## TASK DIRECTIONS
Copy out every line of the records where the string "below" occurs.

## THE DATA
= = = = =

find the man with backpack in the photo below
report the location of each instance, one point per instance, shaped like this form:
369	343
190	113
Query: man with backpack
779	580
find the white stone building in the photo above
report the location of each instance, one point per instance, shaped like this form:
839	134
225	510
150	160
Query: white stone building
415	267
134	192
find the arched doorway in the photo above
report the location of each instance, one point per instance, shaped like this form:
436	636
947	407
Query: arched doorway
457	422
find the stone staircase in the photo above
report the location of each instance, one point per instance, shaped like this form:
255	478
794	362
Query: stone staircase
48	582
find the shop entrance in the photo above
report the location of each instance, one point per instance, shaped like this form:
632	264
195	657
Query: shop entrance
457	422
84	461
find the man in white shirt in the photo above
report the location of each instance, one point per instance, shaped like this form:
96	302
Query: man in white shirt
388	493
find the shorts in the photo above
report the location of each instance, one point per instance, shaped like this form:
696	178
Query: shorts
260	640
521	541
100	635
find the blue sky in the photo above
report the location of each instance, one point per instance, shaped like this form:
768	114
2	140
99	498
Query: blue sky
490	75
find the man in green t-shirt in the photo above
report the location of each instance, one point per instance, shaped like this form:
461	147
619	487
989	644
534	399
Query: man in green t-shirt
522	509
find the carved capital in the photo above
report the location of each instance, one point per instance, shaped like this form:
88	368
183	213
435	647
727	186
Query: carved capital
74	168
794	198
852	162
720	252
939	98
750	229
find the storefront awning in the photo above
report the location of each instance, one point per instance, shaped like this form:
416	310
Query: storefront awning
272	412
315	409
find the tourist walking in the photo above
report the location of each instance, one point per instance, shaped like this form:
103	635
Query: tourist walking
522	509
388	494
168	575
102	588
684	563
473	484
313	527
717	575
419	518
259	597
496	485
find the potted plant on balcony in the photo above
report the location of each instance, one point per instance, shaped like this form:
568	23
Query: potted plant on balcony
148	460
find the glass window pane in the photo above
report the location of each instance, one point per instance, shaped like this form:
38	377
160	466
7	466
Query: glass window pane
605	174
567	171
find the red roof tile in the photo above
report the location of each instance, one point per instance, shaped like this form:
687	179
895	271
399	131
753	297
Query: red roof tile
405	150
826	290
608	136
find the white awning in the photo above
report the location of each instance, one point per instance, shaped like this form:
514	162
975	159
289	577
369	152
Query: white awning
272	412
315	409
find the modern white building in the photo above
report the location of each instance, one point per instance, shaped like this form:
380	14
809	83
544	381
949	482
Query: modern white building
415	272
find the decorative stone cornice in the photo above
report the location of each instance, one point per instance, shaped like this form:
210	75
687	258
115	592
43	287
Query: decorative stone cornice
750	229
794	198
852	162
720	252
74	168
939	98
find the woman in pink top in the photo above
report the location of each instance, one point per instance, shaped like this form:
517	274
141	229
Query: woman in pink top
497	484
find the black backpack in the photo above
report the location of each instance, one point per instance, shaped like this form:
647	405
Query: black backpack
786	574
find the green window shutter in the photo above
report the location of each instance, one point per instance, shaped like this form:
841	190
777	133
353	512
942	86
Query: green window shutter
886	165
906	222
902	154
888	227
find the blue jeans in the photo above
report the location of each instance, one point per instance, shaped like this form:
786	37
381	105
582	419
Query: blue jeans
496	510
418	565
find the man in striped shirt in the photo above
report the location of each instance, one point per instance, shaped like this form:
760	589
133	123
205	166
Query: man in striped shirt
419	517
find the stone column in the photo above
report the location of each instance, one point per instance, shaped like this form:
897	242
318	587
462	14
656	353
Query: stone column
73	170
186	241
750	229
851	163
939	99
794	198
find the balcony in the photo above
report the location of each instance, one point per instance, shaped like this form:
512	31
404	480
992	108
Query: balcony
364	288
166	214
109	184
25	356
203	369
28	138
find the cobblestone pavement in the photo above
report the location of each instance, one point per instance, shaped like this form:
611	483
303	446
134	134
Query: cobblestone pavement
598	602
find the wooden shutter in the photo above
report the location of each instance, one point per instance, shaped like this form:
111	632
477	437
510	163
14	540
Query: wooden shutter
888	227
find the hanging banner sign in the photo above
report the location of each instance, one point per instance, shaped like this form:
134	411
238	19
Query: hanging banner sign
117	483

= = = = =

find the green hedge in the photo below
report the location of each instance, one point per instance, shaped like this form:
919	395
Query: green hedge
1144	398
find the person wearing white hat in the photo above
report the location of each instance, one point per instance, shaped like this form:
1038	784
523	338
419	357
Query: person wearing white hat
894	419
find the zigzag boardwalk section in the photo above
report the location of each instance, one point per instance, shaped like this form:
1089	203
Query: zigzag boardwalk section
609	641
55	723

= = = = =

## TASK OUTPUT
find the man with backpack in the photo below
find the green hedge in the photo below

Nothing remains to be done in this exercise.